**What to work on:** Begin at the line below that has "Target — shadow on grass." and stop after the line that has "Target — player in red jersey.". Please restate only those lines, word for word.

**Exercise data:**
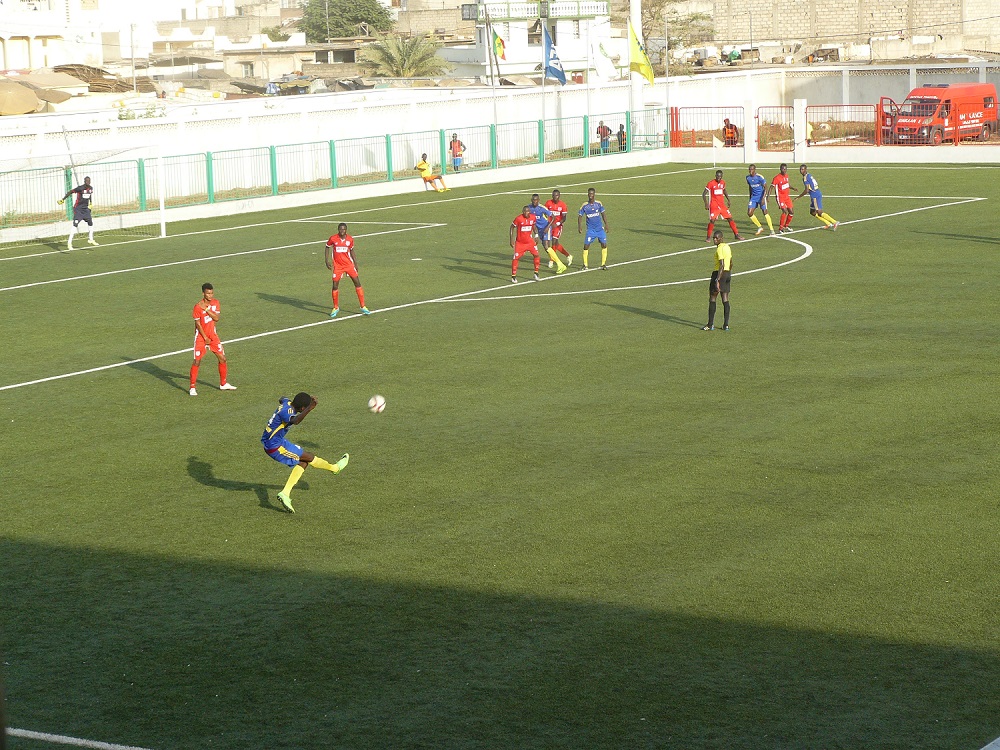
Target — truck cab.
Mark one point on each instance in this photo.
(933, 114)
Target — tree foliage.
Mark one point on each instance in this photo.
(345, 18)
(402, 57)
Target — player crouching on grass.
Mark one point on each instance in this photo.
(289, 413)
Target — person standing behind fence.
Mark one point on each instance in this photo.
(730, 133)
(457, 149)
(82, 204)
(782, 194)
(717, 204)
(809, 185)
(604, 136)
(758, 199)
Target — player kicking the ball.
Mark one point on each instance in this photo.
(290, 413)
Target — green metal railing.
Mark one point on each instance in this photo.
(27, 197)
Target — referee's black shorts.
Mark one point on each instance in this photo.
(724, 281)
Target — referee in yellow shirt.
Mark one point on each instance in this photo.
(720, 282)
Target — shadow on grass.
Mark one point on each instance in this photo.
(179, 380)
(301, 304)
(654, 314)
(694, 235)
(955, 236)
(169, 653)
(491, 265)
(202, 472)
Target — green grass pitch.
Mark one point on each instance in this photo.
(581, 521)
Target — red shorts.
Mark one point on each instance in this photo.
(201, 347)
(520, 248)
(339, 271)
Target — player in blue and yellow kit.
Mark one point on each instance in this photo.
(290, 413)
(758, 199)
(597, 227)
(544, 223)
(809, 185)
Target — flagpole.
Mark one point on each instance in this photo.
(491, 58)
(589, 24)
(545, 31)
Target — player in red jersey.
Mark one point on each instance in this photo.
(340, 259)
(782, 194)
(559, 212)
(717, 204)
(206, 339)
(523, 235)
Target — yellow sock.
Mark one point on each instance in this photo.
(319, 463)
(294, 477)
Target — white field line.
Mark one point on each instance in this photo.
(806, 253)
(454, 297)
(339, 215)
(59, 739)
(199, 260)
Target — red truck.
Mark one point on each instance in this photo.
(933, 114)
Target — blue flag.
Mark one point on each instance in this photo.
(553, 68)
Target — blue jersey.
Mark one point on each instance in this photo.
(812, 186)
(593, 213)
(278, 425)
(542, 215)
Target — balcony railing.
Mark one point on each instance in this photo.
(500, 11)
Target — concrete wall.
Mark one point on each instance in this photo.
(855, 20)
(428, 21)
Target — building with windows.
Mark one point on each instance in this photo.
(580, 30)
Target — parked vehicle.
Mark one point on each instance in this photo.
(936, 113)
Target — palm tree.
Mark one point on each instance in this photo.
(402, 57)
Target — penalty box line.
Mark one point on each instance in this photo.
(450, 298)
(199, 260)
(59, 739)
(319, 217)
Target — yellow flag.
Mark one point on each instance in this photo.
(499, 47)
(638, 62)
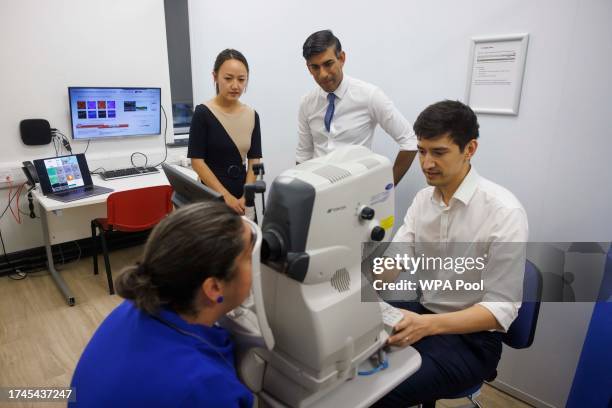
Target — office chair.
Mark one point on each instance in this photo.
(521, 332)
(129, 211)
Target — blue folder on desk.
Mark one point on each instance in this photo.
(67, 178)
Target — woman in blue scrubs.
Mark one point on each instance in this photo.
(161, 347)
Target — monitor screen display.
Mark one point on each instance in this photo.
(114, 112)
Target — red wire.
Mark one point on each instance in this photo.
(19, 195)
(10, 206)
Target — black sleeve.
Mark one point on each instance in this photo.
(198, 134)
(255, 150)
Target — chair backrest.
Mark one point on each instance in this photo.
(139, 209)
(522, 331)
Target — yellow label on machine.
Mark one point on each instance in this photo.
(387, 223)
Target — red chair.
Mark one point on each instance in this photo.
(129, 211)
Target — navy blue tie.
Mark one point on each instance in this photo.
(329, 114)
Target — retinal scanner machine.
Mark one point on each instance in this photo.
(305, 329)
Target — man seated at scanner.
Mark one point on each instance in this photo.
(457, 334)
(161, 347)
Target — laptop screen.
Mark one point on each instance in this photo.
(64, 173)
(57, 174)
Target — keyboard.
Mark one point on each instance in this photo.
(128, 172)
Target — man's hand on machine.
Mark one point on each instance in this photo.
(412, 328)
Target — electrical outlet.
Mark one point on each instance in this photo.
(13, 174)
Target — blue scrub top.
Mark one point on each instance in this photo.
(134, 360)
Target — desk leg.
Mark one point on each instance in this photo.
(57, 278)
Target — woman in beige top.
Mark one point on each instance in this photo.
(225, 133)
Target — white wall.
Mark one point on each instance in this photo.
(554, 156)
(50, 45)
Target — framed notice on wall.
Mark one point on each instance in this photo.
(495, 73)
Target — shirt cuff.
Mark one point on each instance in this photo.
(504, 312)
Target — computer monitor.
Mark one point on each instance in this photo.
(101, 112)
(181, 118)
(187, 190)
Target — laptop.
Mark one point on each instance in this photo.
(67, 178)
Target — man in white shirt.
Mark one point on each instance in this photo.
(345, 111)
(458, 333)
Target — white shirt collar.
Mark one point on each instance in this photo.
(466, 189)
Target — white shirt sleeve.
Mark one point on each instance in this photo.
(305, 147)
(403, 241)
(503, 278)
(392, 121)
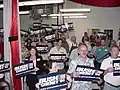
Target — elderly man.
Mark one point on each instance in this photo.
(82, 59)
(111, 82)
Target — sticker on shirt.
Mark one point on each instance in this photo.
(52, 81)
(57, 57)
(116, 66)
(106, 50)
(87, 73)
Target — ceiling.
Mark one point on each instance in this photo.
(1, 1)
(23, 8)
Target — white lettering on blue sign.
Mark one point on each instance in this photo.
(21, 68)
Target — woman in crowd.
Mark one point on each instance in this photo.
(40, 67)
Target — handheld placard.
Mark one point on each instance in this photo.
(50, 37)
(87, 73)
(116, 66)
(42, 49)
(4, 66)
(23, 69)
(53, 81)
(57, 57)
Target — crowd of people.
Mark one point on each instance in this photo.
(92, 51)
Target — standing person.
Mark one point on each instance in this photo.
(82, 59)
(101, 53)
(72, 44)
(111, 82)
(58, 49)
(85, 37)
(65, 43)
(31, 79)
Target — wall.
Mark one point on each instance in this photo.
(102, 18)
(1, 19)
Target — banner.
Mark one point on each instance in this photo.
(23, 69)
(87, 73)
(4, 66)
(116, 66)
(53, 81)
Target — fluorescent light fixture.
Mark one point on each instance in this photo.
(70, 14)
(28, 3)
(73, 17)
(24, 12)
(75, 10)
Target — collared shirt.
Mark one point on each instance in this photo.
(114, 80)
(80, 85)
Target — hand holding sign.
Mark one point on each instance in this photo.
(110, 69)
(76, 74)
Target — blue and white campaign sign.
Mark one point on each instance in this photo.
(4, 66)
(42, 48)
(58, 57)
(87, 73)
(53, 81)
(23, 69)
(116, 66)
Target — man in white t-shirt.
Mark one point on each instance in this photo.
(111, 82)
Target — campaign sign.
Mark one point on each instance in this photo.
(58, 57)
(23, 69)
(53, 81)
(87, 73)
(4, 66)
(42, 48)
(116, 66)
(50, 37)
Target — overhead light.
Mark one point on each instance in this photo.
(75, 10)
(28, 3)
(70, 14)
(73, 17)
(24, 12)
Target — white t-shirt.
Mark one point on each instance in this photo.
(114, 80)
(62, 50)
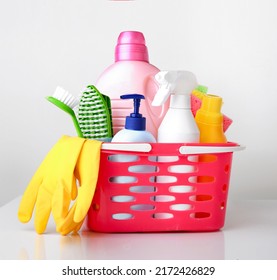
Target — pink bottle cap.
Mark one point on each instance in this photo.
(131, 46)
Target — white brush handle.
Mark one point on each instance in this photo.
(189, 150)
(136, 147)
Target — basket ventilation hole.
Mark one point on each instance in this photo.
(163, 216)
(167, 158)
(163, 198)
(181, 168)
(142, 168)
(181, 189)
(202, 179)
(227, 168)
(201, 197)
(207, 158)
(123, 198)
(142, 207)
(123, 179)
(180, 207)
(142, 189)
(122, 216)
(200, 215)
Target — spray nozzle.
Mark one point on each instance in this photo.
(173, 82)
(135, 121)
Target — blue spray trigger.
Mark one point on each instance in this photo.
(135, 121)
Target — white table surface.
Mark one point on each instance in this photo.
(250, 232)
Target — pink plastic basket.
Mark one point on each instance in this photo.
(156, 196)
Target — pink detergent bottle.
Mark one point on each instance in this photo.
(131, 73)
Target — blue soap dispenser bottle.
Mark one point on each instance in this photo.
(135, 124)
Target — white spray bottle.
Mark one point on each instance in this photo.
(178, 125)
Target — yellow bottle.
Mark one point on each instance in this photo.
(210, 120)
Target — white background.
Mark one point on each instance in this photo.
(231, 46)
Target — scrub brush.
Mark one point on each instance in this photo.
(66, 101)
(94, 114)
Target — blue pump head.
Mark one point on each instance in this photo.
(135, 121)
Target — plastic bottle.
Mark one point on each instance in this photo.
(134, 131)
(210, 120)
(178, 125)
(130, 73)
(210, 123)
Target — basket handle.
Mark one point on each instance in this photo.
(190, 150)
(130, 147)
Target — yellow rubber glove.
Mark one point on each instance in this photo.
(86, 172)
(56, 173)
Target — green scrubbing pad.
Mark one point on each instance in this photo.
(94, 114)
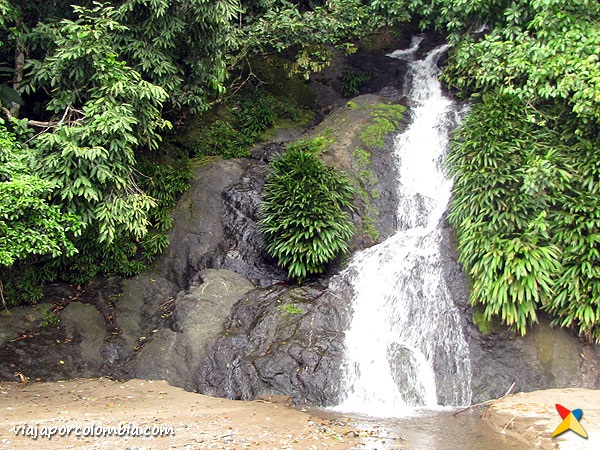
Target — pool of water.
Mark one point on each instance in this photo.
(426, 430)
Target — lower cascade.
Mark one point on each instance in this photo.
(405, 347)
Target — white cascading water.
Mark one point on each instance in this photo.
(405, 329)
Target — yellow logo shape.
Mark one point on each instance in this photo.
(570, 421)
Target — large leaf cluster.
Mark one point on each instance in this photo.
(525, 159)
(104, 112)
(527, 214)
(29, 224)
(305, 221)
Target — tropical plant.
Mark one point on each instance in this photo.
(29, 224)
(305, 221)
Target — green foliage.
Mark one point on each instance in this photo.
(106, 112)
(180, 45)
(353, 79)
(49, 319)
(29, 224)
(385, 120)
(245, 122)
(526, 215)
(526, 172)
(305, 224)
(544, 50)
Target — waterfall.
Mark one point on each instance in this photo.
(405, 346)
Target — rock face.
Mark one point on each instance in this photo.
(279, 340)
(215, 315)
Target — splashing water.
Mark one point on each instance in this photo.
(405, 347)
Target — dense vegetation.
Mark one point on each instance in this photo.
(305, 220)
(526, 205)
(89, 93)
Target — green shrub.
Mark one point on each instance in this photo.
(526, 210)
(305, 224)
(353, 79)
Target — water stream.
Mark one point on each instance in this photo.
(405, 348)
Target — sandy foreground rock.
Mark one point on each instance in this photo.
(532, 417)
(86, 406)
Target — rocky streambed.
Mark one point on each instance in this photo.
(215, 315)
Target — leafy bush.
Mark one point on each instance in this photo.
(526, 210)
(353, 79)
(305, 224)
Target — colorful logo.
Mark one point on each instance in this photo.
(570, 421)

**Response to this task:**
Target — shadow on grass.
Mark one point on each instance in this photo.
(179, 380)
(301, 304)
(654, 314)
(694, 235)
(955, 236)
(169, 653)
(491, 265)
(202, 472)
Target — green grass pitch.
Mark one point on each instance in this photo.
(581, 521)
Target — red shorts.
Mark one point on each instance in this photo.
(201, 347)
(520, 248)
(339, 271)
Target — player in blue and yellow kit.
Mark one point on each instance in this photo.
(290, 413)
(758, 199)
(597, 227)
(544, 223)
(809, 185)
Target — flagpole.
Mark one point on each instance in this photo.
(491, 58)
(589, 24)
(545, 31)
Target — player in red jersey.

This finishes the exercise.